** start of Data to use **

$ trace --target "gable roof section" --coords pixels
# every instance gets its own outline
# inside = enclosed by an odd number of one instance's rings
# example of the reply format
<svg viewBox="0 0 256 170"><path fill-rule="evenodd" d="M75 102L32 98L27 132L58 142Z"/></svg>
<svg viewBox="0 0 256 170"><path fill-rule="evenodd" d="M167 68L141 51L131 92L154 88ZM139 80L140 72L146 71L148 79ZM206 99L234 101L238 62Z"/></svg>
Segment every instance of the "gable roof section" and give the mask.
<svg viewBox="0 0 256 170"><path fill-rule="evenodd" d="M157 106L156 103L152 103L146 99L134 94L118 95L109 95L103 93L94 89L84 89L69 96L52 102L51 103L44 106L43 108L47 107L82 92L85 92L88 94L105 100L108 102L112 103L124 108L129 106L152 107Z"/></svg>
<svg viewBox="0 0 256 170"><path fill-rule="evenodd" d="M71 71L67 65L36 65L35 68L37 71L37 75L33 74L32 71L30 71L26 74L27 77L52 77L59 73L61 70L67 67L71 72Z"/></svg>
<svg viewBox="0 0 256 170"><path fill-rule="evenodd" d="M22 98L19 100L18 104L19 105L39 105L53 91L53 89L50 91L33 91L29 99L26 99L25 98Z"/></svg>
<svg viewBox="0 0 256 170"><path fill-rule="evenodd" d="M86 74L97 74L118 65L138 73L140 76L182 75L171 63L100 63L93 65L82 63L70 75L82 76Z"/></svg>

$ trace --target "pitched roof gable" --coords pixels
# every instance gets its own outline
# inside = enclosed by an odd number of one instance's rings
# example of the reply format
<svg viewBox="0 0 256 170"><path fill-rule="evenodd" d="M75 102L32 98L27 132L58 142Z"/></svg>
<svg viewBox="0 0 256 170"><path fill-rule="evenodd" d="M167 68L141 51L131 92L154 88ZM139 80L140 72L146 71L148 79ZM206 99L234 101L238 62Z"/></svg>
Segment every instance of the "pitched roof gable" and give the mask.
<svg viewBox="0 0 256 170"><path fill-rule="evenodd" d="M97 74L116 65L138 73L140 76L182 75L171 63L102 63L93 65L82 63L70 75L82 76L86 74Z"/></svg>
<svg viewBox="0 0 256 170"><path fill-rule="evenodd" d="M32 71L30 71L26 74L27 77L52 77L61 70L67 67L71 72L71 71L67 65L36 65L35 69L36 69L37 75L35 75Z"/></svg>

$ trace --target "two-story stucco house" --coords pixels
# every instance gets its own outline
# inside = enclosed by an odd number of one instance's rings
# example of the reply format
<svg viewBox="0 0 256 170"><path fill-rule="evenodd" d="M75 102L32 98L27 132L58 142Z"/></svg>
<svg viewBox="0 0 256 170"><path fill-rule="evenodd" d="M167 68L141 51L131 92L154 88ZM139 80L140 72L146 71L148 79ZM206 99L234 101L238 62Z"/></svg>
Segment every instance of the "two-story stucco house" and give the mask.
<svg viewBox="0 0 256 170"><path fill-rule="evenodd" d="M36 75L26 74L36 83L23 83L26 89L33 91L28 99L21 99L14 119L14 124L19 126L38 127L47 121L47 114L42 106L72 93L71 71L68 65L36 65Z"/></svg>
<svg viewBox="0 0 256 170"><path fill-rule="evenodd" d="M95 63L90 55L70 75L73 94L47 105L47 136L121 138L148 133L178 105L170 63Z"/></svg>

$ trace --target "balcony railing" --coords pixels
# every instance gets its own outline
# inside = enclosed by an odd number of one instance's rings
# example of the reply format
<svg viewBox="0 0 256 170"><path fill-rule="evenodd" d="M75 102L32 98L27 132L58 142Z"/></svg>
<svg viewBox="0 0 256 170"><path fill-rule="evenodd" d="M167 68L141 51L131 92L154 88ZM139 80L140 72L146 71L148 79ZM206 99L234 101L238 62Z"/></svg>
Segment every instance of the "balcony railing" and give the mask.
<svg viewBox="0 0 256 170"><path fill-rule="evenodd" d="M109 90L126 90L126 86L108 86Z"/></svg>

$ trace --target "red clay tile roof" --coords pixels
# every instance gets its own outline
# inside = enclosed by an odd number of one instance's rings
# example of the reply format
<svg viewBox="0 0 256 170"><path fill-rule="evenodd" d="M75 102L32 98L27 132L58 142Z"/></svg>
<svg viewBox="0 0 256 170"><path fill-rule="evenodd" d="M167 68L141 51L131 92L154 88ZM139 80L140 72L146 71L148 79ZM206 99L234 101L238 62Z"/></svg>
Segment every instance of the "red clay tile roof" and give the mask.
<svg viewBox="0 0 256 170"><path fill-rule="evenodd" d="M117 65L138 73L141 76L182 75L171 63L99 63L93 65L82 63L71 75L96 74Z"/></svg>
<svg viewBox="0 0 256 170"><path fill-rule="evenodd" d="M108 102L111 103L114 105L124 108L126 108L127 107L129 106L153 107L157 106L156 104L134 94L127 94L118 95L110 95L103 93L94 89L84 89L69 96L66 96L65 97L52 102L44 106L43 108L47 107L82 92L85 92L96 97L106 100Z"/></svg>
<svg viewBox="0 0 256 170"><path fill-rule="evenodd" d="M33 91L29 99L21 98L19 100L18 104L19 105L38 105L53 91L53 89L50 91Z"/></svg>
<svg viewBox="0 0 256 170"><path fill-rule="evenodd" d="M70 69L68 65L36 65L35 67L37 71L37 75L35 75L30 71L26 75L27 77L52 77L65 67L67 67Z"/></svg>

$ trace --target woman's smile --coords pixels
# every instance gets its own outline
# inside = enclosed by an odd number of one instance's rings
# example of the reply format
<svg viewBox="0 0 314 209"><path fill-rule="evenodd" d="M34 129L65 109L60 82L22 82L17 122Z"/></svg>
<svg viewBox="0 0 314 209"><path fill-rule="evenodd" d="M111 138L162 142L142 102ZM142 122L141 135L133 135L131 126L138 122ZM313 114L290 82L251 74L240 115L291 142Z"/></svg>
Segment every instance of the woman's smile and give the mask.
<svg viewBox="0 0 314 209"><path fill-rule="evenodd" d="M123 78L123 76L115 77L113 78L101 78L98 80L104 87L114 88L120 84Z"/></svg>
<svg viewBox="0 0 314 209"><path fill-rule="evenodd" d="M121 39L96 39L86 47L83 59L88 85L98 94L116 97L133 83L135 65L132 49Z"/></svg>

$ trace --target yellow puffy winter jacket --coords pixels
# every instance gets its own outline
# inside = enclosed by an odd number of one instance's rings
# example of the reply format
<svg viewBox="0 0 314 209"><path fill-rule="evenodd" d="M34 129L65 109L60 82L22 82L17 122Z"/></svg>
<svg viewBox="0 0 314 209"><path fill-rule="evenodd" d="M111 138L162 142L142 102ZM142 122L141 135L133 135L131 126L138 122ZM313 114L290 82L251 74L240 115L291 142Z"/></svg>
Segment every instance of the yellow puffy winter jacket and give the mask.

** end of Data to use **

**Aim**
Copy every line of the listing, from its very first line through the line holding "74L27 77L52 77L61", with both ends included.

**Full response**
$ trace --target "gable roof section" --coords pixels
# every instance gets its own outline
# inside = enclosed by an odd number of one instance's rings
# example of the reply format
<svg viewBox="0 0 256 170"><path fill-rule="evenodd" d="M75 102L32 98L27 132L58 142Z"/></svg>
<svg viewBox="0 0 256 170"><path fill-rule="evenodd" d="M167 68L141 51L131 92L154 88ZM139 80L140 72L146 71L148 79ZM206 99L234 101L238 62Z"/></svg>
Segment every instance of the "gable roof section" and give the mask.
<svg viewBox="0 0 256 170"><path fill-rule="evenodd" d="M157 106L156 103L152 103L146 99L134 94L118 95L109 95L103 93L94 89L84 89L69 96L52 102L51 103L44 106L43 108L47 107L82 92L85 92L88 94L105 100L108 102L112 103L124 108L129 106L152 107Z"/></svg>
<svg viewBox="0 0 256 170"><path fill-rule="evenodd" d="M71 71L67 65L36 65L35 68L37 71L37 75L33 74L32 71L30 71L26 74L27 77L52 77L59 73L61 70L67 67L71 72Z"/></svg>
<svg viewBox="0 0 256 170"><path fill-rule="evenodd" d="M22 98L19 100L18 104L19 105L39 105L53 91L53 89L50 91L33 91L29 99L26 99L25 98Z"/></svg>
<svg viewBox="0 0 256 170"><path fill-rule="evenodd" d="M86 74L97 74L118 65L138 73L140 76L182 75L171 63L100 63L93 65L82 63L70 75L82 76Z"/></svg>

$ trace --target "pitched roof gable" --coords pixels
# every instance gets its own outline
# inside = enclosed by an odd number of one instance's rings
# example of the reply format
<svg viewBox="0 0 256 170"><path fill-rule="evenodd" d="M75 102L32 98L27 132L58 142Z"/></svg>
<svg viewBox="0 0 256 170"><path fill-rule="evenodd" d="M167 68L141 51L131 92L154 88ZM139 80L140 72L146 71L148 79ZM206 99L234 101L238 62Z"/></svg>
Segment every instance of the "pitched roof gable" and give the mask.
<svg viewBox="0 0 256 170"><path fill-rule="evenodd" d="M97 74L116 65L138 73L140 76L182 75L171 63L102 63L93 65L82 63L70 75L82 76L86 74Z"/></svg>
<svg viewBox="0 0 256 170"><path fill-rule="evenodd" d="M32 71L30 71L26 74L27 77L52 77L61 70L67 67L71 72L71 71L67 65L36 65L35 69L36 69L37 75L35 75Z"/></svg>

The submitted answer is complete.